But de l'exercice —
Pourriez-vous poursuivre la critique du film « La forme de l'eau » à partir de sa dernière phrase ?

Alors qu'en 2015 sortait
sur les écrans le très beau Crimson Peak
auquel il manquait sans doute un soupçon d'émotion (non pas de
celle qu'éprouvaient les personnages mais de celle qu'auraient dû
ressentir les spectateurs) que les superbes visuels ne parvenaient
pas toujours à combler, le réalisateur mexicain Guillermo Del Toro
ne perdit pas son temps et proposa deux ans plus tard l'une de ses
œuvres les plus réussies. La forme de l'eau
reste en effet parmi l'un des films les plus marquants de leurs
auteur. Digérant le cinéma fantastico-poétique de certains grands
cinéastes au titre desquels les français Jean-Pierre Jeunet et Marc
Caro ne sont sans doute pas étrangers. Le réalisateur prenait le
risque de se noyer (sans mauvais jeu de mots) dans un récit
éminemment sirupeux mais, ô miracle, la machine fonctionne à
merveille. Dans une certaine mesure, le long-métrage prend la forme
d'une succession d'hommages à quelques classiques du cinéma dont le
duo de réalisateurs hexagonaux peuvent se montrer fiers. Il y a en
effet dans ce conte que l'on rapprochera sans doute tout d'abord de
La belle et la
Bête (conte
célébré dans le monde entier et dont les premières traces
remontent au deuxième siècle après J-C à travers Les
métamorphoses
du philosophe algérien Apulée), passion entre une femme et un
monstre, l'exploitation d'une créature célèbre qui vit le jour
pour la première fois sur grand écran le 5 mars 1954 à travers
L'Étrange Créature du lac noir
de Jack Arnold. L'action semble d'ailleurs se situer quelques années
après puisqu'en pleine conquête de l'espace, les soviétique ont
récemment envoyé en orbite la chienne Laïka !
L'occasion pour les États-Unis de prendre leur revanche en
exploitant les capacités respiratoires de la créature que le
colonel Richard Strikland vient de ramener d'une rivière située en
Amérique du sud...

Jeu de données —
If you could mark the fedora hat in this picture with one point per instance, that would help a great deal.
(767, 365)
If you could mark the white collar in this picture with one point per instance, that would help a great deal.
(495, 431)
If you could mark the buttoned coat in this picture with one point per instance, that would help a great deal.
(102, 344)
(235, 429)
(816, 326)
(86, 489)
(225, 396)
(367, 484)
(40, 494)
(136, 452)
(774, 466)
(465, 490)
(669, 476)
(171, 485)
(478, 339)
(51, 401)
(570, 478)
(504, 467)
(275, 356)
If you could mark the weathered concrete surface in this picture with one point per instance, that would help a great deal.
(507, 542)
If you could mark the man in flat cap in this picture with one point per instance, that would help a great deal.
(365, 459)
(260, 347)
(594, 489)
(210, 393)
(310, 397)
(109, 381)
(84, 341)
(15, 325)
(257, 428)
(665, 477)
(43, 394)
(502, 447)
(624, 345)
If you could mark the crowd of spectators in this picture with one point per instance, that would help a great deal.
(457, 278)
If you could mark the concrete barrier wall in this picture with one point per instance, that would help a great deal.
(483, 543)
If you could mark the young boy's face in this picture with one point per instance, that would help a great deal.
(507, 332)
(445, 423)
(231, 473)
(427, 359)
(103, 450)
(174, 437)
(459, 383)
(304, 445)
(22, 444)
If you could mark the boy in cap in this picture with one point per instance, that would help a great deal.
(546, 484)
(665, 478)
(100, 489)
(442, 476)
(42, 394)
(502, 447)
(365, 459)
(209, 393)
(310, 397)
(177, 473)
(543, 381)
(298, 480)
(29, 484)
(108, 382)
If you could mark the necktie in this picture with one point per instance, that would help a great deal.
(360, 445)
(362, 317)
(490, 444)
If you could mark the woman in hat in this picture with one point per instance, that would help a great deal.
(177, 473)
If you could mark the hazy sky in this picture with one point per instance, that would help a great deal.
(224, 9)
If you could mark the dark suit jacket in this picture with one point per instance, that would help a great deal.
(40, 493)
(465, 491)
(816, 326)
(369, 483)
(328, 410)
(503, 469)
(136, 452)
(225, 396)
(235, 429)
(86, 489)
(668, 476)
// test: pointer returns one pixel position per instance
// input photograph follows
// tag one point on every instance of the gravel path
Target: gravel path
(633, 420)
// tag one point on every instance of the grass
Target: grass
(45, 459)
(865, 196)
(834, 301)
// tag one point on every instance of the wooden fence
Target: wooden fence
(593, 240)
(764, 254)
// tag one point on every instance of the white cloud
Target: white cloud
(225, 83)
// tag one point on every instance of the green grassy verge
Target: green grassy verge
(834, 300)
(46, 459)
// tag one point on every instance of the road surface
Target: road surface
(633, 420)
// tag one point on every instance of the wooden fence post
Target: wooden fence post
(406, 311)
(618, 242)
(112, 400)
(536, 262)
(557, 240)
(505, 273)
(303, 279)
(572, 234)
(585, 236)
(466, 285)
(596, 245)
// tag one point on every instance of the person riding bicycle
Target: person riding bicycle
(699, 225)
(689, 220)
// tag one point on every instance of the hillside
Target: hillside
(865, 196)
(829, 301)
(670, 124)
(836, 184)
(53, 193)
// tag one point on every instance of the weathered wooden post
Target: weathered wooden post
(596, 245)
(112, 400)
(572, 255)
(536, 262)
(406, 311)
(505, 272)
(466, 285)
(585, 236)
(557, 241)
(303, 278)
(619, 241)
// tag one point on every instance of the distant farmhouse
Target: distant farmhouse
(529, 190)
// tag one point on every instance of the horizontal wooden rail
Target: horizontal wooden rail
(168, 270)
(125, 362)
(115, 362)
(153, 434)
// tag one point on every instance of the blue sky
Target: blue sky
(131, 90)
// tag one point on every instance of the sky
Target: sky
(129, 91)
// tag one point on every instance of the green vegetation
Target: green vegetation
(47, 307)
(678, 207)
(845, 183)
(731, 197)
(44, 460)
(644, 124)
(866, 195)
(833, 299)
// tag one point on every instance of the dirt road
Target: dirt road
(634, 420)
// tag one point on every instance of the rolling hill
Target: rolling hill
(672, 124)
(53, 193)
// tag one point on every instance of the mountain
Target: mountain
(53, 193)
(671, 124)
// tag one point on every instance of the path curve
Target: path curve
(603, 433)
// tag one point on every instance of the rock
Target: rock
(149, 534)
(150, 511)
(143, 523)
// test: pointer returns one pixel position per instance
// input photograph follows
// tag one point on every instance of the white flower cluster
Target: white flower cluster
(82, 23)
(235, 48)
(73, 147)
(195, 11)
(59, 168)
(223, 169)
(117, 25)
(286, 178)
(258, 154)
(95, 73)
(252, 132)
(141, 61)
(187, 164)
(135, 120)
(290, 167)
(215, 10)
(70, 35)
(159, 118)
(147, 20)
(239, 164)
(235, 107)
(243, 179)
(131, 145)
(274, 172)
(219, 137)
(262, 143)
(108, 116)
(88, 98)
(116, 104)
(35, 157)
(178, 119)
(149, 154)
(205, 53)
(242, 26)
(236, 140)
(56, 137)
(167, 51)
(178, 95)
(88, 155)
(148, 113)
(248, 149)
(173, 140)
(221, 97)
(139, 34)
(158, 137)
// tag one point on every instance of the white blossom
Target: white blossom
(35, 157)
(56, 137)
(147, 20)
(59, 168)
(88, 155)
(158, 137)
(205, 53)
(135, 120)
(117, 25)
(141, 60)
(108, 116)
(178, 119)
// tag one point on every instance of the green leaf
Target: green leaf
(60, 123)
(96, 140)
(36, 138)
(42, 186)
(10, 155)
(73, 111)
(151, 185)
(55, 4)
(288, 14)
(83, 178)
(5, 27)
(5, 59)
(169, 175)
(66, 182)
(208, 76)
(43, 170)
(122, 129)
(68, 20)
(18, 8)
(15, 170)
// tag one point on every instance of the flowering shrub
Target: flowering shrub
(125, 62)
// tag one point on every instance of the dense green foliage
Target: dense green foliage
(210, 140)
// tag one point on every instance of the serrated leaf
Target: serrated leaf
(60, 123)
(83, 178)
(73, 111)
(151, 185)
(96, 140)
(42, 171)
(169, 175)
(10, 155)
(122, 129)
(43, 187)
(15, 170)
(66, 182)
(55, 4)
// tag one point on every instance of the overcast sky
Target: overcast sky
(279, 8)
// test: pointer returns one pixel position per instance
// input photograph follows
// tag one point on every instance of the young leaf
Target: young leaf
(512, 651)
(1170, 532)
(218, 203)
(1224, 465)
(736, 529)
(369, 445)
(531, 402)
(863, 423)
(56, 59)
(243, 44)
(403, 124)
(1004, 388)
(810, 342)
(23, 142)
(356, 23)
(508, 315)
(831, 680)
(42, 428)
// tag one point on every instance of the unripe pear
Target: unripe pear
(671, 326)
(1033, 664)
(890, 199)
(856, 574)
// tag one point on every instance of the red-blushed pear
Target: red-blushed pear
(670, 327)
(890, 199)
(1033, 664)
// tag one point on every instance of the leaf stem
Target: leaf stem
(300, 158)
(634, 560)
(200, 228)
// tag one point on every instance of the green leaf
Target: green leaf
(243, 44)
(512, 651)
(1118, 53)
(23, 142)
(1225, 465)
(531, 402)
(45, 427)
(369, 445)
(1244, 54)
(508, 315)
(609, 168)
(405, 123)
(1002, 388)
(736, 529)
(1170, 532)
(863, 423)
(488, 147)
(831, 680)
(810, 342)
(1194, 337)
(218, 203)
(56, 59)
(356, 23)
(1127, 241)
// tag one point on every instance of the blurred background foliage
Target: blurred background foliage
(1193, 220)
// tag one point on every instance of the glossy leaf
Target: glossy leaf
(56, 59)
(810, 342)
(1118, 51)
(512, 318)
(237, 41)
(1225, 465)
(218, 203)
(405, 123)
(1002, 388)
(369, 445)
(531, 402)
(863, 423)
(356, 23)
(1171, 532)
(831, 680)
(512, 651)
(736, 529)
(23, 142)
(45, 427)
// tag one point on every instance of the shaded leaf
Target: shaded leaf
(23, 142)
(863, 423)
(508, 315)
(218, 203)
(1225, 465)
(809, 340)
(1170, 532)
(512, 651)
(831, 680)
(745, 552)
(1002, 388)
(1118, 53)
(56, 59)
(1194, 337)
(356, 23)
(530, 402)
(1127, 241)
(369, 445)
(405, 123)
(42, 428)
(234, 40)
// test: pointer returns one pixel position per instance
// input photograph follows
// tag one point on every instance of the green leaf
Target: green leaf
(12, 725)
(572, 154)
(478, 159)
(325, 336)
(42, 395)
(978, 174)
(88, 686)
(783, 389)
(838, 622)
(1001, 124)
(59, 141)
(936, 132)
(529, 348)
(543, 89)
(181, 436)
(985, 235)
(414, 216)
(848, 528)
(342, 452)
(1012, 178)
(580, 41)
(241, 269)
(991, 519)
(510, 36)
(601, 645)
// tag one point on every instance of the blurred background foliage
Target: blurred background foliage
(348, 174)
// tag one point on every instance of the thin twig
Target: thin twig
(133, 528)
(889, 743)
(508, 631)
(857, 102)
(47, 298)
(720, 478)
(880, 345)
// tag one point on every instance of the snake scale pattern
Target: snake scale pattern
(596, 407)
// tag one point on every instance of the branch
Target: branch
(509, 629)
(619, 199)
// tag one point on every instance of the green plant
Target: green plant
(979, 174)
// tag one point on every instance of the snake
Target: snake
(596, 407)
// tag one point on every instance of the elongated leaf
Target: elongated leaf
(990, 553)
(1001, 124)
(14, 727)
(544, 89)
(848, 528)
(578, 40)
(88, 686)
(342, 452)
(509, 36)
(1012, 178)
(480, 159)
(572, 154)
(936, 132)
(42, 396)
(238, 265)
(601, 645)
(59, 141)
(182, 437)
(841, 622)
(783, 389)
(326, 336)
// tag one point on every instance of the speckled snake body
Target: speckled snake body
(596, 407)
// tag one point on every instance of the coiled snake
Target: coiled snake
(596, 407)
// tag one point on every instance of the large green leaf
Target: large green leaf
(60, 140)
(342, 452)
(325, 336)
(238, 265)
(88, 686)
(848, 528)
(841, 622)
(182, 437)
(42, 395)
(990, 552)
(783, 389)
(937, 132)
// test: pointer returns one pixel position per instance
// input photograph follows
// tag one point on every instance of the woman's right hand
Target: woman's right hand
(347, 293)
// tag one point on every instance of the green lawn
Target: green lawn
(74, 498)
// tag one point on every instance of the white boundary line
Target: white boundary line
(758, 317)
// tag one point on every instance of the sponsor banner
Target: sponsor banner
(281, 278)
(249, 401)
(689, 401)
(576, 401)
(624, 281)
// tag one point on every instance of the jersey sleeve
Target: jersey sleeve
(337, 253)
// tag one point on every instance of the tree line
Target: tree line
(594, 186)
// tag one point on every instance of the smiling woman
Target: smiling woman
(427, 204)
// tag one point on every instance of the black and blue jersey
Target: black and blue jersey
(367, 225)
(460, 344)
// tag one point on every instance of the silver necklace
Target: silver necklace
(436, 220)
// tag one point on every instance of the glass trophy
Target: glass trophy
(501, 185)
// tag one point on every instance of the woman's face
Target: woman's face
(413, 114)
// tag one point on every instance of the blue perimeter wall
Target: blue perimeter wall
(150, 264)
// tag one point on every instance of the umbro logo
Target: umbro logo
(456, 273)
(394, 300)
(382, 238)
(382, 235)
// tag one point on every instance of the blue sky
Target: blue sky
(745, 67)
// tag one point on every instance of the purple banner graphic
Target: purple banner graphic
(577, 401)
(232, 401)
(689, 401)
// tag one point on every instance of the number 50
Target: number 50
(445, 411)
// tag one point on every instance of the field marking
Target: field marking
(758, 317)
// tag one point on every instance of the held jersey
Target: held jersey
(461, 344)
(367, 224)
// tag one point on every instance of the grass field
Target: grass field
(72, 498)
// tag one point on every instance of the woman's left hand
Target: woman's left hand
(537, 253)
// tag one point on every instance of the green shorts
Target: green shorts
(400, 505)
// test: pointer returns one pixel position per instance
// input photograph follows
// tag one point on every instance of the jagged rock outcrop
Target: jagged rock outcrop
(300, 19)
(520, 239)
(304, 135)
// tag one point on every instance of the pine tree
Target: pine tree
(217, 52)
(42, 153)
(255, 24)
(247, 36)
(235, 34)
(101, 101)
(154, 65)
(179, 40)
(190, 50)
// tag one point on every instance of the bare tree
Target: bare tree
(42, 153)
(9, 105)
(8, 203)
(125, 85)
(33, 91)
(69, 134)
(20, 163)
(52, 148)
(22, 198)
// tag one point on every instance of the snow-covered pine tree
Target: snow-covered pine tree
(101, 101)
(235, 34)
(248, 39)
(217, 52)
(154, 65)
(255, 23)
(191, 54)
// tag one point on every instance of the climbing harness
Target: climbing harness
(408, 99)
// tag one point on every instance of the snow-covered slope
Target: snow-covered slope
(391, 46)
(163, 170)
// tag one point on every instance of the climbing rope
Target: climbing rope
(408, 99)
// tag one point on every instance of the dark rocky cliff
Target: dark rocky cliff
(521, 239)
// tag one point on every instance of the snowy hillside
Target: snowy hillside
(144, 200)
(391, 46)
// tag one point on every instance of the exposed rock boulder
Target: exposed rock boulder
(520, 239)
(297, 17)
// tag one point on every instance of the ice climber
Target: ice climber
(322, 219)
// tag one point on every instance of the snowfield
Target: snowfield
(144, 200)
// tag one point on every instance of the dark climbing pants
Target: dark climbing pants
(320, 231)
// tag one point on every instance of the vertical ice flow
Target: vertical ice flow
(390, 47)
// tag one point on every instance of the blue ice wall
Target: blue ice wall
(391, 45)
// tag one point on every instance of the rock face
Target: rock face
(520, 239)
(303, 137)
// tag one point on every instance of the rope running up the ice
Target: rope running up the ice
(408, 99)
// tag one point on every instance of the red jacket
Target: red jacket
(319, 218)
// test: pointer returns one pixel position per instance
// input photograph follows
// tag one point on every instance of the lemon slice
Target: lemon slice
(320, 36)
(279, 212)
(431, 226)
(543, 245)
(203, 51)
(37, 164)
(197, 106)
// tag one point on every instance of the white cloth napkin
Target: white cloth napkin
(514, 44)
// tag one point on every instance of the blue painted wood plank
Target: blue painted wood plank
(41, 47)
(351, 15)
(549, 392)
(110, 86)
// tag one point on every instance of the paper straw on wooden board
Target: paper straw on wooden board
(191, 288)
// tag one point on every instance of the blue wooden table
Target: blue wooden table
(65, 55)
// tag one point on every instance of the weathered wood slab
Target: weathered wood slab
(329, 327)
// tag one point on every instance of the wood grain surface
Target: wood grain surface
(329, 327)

Réponse attendue —
Une
créature humanoïde et amphibienne capable de rester dans et hors de
l'eau. Enfermée dans l'une des pièces d'un laboratoire
gouvernemental situé à Baltimore, une femme de ménage muette
prénommée Élisa va très rapidement se rapprocher de la créature
et faire tout son possible pour qu'alors, le tyrannique colonel ne
parviennent pas à faire de la bête, un spécimen sur lequel
pratiquer des expériences. Partant d'un postulat relativement
classique, les qualités visuelles de La forme de
l'eau sautent
immédiatement aux yeux. Déjà conquis par les exigences esthétiques
d'un Guillermo Del Toro sachant s'entourer des meilleurs artisans,
les spectateurs retrouvent l'ampleur visuelle de son
Labyrinthe de Pan
ou de Crimson Peak,
justement. Mais cependant, l'on rapprochera davantage son dixième
long-métrage de l’œuvre commune des deux réalisateurs français
cités plus haut. De Delicatessen
et La cité des enfants perdus
jusqu'au Fabuleux Destin d'Amélie Poulain que
Jean-Pierre Jeunet réalisera cette fois-ci en solo, tout ou presque
dans La forme de l'eau
transpire l'univers des deux français. En résulte une œuvre
visuellement éblouissante. Dont les teintes de verts dominent sur le
reste. Une quasi-déliquescence qui semble autant emprunter au cinéma
de Jeunet et Caro qu'à un jeu vidéo qui à l'époque de sa sortie
marqua les esprits : Bioshock,
qui au milieu des années 2000 fut conçu par les développeurs de
chez 2K Boston/2K Australia.
L'emploi de vieux airs signés d'Andy Williams ou de Carmen Miranda
confortant ici l'impression que le jeu a pour tout ou partie été
une source d'inspiration majeure. Une musique qui sera cependant
accompagnée par la bande originale signée du français Alexandre
Desplat et qui...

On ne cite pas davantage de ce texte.